STATED PROBLEM >> Gather every line in the material below that contains the word "black" and copy each one unchanged.

Outline labeling records
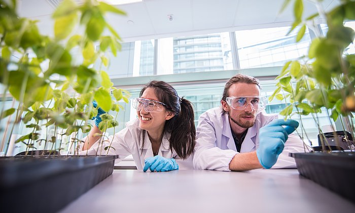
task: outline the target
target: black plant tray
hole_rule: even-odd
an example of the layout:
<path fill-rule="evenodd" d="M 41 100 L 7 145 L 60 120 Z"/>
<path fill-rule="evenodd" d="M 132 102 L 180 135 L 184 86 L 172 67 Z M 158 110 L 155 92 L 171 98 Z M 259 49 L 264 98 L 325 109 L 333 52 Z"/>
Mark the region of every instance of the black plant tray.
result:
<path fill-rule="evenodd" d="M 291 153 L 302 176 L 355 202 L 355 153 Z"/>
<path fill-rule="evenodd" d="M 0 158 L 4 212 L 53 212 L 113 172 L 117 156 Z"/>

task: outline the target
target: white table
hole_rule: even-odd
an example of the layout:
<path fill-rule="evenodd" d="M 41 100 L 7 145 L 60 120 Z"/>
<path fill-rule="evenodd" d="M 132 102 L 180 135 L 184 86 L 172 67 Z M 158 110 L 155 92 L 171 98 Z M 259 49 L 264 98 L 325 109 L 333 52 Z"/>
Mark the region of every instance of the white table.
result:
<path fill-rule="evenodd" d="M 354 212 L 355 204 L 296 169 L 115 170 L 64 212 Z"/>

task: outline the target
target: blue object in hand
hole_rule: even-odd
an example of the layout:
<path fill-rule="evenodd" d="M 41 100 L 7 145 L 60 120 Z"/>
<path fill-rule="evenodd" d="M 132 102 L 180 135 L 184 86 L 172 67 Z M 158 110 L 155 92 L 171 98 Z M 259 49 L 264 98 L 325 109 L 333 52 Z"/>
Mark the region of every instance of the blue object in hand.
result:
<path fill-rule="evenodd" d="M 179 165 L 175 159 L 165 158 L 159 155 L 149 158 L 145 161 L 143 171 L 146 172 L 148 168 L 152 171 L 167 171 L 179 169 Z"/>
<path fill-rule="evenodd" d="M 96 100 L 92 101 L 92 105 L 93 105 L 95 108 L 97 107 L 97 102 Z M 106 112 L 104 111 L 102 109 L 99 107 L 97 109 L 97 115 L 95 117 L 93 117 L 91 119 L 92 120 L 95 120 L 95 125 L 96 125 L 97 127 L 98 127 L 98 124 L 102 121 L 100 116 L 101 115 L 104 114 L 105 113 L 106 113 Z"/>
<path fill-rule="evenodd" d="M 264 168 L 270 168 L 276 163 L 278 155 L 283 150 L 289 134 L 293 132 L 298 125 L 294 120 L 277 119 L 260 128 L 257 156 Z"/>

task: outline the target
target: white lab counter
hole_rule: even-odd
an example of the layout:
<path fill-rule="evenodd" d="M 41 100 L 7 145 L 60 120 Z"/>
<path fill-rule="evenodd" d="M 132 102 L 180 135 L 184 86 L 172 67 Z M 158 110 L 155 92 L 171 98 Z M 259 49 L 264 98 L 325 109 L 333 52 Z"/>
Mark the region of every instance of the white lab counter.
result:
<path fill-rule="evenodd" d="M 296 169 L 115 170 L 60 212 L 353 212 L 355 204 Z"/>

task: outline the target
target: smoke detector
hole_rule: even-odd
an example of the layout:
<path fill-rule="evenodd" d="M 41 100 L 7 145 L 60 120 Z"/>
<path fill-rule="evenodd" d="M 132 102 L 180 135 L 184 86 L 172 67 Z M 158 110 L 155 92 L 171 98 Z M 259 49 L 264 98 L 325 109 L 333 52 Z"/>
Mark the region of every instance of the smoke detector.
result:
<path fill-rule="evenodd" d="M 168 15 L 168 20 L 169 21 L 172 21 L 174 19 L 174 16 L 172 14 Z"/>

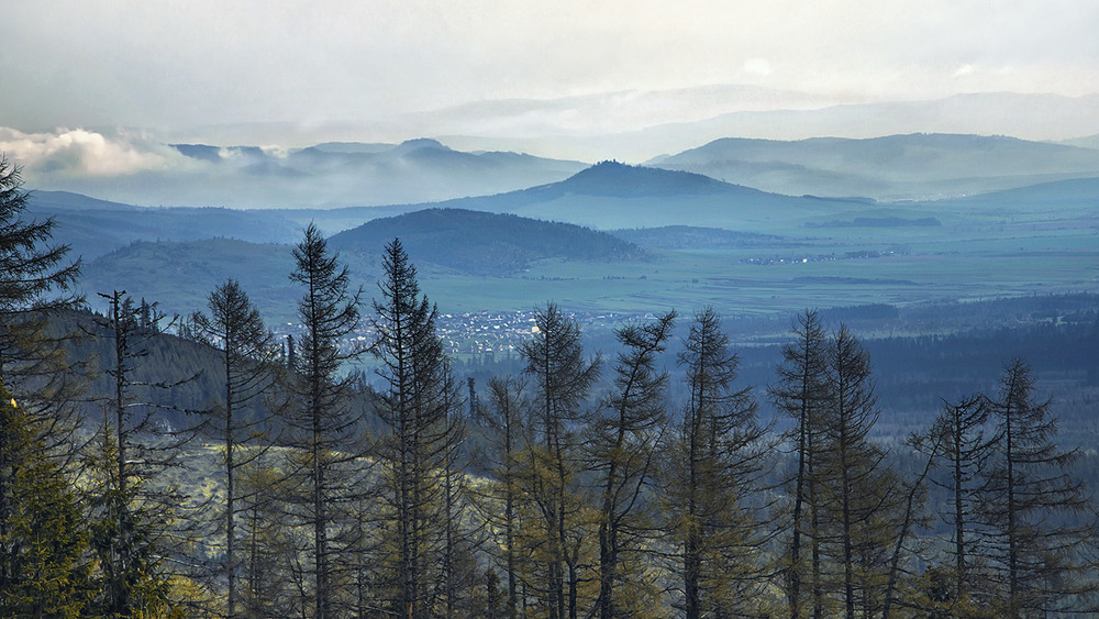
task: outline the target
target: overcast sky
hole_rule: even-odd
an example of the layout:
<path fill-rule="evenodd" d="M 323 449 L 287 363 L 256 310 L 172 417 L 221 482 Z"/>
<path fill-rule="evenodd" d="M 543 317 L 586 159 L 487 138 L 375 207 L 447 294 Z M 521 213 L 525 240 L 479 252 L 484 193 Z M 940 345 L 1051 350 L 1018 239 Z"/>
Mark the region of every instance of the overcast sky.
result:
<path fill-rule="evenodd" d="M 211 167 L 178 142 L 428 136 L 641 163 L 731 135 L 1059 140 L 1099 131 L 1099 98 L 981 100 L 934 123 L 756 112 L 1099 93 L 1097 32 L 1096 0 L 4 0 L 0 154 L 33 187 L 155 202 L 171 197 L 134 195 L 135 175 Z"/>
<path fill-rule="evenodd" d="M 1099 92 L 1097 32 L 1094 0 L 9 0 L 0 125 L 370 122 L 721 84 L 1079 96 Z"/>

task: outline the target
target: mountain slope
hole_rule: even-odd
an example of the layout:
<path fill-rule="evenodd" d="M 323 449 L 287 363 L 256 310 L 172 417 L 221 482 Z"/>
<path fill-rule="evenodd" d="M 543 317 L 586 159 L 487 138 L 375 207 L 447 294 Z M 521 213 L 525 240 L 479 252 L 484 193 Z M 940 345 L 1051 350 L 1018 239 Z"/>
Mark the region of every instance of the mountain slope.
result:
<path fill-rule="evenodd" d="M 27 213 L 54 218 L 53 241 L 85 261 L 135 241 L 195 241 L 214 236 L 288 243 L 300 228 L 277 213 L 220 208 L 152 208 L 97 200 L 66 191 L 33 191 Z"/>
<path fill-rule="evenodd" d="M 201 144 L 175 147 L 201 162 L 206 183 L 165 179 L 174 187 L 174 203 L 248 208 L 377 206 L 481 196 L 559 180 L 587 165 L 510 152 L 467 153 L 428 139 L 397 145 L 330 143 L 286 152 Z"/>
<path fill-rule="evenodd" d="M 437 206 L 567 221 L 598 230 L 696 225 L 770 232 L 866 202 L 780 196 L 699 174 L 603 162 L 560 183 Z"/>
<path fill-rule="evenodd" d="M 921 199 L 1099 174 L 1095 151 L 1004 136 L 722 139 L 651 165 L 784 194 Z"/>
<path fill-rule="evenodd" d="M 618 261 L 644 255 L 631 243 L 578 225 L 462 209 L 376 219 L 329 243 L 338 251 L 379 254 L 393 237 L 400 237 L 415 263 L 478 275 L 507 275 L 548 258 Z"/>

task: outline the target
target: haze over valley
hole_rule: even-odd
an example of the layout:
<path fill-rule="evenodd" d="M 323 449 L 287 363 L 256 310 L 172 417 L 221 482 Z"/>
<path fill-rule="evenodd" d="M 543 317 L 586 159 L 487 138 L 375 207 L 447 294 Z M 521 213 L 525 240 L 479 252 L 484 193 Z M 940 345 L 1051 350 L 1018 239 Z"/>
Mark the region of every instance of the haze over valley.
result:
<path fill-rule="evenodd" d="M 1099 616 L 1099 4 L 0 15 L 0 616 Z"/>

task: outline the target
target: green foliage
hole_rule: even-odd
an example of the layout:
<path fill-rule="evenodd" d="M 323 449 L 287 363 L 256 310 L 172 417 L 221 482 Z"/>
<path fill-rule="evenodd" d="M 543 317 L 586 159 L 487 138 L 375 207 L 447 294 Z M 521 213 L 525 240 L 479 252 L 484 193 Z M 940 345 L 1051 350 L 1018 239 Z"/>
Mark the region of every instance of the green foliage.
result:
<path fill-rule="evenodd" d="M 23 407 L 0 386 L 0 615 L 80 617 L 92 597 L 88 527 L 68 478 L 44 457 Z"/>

...

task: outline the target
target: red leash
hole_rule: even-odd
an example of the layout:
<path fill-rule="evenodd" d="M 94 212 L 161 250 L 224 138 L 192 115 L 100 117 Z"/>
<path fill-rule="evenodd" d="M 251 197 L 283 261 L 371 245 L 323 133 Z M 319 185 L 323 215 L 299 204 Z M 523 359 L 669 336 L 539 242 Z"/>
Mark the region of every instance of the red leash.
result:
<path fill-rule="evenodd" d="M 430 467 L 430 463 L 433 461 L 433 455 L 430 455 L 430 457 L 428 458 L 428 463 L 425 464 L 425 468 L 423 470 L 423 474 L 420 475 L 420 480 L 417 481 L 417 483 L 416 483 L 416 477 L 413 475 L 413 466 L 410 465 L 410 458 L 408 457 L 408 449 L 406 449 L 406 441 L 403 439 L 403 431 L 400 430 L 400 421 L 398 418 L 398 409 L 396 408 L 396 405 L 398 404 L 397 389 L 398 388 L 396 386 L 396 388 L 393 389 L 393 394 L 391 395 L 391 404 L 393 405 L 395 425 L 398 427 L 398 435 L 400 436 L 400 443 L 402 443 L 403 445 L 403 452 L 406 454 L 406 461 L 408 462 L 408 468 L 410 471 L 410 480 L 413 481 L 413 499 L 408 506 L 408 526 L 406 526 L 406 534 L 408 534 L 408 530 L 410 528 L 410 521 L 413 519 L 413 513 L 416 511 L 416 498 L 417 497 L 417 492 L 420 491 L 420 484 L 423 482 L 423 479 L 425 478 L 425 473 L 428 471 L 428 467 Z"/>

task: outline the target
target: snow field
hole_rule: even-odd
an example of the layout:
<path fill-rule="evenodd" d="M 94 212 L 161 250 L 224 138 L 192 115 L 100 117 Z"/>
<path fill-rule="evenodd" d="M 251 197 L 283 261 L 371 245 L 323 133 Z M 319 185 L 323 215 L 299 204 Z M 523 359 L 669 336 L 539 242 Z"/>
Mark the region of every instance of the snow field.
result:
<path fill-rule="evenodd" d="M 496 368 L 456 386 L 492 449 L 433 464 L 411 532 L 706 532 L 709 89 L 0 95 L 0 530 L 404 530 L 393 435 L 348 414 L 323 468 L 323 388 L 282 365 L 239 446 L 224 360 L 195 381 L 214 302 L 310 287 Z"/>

--

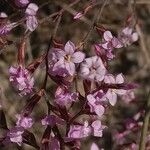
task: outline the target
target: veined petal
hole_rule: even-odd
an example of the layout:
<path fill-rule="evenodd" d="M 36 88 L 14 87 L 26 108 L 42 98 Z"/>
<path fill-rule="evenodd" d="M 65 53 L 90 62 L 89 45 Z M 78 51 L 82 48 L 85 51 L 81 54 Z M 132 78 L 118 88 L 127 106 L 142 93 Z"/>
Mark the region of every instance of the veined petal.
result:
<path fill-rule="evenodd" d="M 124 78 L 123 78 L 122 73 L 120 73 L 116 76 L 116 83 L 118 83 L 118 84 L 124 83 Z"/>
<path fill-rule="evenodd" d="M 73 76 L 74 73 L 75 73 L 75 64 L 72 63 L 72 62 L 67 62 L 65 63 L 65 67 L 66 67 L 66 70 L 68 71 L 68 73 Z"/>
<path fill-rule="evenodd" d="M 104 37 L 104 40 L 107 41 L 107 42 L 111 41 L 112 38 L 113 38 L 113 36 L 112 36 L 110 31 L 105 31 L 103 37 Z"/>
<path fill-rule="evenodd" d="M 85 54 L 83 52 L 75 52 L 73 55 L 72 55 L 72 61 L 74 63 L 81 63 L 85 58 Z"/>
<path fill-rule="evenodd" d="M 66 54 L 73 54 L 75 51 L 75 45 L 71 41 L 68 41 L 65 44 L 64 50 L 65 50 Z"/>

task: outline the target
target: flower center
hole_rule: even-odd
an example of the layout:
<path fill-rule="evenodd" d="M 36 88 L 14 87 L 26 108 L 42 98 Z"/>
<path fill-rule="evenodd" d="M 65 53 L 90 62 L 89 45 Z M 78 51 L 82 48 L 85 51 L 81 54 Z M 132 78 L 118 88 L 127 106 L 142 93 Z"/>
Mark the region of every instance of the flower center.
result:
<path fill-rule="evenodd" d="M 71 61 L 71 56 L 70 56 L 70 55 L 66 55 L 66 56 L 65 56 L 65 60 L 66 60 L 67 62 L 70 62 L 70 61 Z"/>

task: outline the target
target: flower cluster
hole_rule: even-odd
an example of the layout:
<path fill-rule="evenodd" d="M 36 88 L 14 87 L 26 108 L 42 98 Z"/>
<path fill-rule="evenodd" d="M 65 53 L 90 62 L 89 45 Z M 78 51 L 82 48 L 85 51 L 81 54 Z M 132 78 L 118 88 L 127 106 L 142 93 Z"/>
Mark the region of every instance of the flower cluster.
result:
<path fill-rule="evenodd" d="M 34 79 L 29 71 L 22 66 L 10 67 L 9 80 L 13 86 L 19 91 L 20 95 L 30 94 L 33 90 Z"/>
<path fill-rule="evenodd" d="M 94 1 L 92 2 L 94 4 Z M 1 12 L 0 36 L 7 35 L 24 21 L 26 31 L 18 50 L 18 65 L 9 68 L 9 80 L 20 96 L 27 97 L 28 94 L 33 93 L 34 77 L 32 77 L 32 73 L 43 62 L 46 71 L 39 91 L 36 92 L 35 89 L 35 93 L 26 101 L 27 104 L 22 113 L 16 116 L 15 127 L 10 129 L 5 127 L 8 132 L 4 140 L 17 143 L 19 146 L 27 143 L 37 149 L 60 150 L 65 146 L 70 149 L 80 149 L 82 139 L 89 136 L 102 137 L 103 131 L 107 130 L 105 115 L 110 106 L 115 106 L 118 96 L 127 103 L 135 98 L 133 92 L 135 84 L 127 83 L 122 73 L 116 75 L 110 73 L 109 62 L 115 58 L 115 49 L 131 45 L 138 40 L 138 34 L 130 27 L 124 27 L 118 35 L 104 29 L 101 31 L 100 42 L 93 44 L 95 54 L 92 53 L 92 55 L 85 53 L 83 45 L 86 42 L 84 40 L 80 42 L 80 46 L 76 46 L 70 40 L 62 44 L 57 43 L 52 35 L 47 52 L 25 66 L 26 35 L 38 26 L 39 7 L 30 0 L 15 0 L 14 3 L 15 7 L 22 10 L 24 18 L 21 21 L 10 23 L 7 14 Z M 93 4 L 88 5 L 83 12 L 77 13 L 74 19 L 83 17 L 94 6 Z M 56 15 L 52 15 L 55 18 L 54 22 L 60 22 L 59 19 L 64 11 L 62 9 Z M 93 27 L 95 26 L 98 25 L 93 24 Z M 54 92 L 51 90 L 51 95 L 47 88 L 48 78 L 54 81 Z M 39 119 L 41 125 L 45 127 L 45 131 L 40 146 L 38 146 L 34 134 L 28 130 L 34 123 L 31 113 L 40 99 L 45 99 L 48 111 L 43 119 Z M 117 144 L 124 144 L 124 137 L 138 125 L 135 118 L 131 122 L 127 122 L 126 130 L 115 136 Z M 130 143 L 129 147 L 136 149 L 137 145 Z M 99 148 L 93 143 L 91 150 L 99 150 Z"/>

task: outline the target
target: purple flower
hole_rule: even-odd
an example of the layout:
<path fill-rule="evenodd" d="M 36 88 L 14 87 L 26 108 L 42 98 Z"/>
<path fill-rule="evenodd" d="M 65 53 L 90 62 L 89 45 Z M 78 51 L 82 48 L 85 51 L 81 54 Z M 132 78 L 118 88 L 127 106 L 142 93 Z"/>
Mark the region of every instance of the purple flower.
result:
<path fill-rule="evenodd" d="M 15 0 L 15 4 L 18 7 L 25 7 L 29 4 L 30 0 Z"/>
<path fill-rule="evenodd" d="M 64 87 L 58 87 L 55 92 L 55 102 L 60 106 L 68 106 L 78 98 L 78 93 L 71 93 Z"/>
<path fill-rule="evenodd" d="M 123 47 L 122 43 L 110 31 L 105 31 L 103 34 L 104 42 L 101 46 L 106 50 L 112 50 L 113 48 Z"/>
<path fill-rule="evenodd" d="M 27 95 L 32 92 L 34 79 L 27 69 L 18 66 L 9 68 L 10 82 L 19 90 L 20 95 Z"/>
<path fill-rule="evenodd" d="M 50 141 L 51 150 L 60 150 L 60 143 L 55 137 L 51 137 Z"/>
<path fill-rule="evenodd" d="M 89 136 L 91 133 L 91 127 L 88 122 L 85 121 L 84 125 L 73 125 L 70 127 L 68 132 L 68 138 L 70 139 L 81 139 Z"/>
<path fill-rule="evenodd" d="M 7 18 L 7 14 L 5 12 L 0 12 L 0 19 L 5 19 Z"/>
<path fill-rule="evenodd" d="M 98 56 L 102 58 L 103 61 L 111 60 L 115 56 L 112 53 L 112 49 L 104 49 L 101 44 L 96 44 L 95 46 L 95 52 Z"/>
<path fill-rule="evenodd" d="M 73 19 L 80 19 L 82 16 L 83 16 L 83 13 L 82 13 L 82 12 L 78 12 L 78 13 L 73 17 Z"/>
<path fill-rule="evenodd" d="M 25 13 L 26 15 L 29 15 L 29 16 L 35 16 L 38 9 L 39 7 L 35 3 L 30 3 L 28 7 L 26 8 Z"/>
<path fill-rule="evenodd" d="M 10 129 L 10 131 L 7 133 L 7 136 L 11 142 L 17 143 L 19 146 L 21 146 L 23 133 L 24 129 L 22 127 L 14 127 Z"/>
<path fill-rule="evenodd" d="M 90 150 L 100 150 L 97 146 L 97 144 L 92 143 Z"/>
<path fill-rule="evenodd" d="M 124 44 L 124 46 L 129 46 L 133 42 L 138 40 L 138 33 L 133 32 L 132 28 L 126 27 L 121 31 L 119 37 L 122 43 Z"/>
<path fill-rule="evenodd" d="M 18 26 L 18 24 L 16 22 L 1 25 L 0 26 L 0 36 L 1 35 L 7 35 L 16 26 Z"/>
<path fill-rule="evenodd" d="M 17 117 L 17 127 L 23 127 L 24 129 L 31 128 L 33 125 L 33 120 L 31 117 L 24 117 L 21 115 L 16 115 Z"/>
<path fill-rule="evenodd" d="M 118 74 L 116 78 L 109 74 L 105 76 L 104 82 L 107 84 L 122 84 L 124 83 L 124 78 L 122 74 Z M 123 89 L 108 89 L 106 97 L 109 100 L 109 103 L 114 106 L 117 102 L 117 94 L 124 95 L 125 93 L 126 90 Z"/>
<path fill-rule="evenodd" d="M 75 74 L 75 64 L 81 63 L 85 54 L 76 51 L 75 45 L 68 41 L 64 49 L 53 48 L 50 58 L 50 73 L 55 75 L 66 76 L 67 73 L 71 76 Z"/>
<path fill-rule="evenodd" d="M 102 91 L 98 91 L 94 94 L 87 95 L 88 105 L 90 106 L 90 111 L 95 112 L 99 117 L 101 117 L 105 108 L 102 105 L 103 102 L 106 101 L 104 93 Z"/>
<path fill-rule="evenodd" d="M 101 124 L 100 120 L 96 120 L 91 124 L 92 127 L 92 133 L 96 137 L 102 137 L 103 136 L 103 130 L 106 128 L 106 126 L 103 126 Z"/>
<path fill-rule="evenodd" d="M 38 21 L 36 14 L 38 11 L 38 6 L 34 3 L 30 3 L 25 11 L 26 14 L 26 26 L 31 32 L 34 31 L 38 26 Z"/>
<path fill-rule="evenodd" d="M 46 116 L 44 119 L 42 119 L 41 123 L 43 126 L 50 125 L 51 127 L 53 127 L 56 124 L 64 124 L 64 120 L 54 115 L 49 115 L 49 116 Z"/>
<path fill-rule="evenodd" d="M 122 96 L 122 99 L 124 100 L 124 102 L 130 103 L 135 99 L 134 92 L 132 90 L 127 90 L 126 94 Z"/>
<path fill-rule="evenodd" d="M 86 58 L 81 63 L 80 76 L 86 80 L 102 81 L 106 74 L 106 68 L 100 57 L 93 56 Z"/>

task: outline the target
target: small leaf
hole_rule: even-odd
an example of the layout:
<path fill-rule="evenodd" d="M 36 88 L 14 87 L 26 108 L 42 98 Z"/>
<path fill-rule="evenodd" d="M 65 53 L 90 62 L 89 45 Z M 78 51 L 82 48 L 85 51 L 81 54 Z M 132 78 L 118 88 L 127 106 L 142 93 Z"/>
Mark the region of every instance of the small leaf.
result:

FINAL RESULT >>
target: black plant tray
Mark the region of every instance of the black plant tray.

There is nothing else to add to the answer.